Natural language region descriptions
::::::

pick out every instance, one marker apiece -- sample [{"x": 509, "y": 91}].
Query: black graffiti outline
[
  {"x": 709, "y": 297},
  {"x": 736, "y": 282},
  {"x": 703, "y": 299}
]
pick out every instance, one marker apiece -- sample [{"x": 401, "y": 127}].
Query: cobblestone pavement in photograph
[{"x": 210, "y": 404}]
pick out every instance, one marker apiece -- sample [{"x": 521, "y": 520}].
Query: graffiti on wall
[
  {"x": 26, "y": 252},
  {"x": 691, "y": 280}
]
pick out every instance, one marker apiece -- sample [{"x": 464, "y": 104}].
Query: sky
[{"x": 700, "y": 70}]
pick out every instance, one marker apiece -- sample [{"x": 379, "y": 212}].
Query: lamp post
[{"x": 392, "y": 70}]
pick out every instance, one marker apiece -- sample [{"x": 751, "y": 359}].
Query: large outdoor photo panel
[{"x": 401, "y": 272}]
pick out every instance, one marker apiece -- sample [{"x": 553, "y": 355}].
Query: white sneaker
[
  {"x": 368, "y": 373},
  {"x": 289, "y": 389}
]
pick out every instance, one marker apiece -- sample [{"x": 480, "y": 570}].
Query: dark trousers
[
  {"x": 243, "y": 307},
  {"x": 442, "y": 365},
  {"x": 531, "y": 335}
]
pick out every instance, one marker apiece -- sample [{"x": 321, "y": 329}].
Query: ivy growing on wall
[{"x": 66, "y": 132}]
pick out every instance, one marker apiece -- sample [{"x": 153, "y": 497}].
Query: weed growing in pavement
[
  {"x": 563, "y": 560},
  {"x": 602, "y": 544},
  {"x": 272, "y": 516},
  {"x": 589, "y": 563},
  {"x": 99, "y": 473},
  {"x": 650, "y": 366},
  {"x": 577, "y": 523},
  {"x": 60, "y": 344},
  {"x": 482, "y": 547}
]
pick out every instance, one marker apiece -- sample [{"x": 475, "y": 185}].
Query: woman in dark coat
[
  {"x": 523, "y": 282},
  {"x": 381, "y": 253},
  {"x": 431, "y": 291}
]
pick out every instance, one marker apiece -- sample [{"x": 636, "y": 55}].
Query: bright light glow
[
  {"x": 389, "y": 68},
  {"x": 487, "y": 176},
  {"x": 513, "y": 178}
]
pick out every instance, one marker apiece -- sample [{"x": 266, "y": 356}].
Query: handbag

::::::

▶ [WORK TO BE COMPLETED]
Transcribe the data above in full, keeping every word as it is.

▶ [OUTPUT]
pick out every instance, one marker apiece -- sample [{"x": 509, "y": 91}].
Query: black graffiti outline
[
  {"x": 709, "y": 297},
  {"x": 736, "y": 282},
  {"x": 703, "y": 299}
]
pick out every instance, one marker apiece -- sample [{"x": 401, "y": 127}].
Query: cobblestone pavement in photograph
[{"x": 210, "y": 404}]
pick out every instance, one marker apiece -- sample [{"x": 521, "y": 520}].
Query: graffiti on wall
[
  {"x": 26, "y": 252},
  {"x": 691, "y": 280}
]
pick out every instance, one marker apiece -- sample [{"x": 464, "y": 104}].
Query: sky
[{"x": 700, "y": 70}]
pick out every instance, one marker apiece -- sample [{"x": 379, "y": 212}].
Query: lamp post
[{"x": 392, "y": 70}]
pick out every instance, one marker apiece -- sample [{"x": 751, "y": 359}].
Query: large outdoor photo panel
[{"x": 401, "y": 272}]
pick out every instance, one marker apiece -- sample [{"x": 553, "y": 355}].
Query: white sneaker
[
  {"x": 368, "y": 373},
  {"x": 289, "y": 389}
]
pick out every instance, one marker apiece -- sample [{"x": 480, "y": 570}].
Query: dark trousers
[
  {"x": 243, "y": 307},
  {"x": 442, "y": 365},
  {"x": 531, "y": 335}
]
pick out every instance, one marker apiece -- sample [{"x": 321, "y": 329}].
Query: ivy growing on wall
[{"x": 66, "y": 132}]
pick out every instance, one marker apiece -- sample [{"x": 153, "y": 497}].
Query: weed growing in pavement
[
  {"x": 563, "y": 560},
  {"x": 602, "y": 544},
  {"x": 272, "y": 516},
  {"x": 589, "y": 563},
  {"x": 99, "y": 473},
  {"x": 650, "y": 366},
  {"x": 577, "y": 523},
  {"x": 60, "y": 344},
  {"x": 482, "y": 547}
]
pick out every instance, one marker apiece -- sample [{"x": 475, "y": 185}].
Query: woman in dark coat
[
  {"x": 523, "y": 282},
  {"x": 381, "y": 253},
  {"x": 431, "y": 291}
]
pick out every instance, one marker apiece -- sample [{"x": 636, "y": 55}].
Query: bright light glow
[
  {"x": 389, "y": 68},
  {"x": 487, "y": 176},
  {"x": 513, "y": 178}
]
pick out every instance, one marker apiece -- sample [{"x": 266, "y": 356}].
Query: handbag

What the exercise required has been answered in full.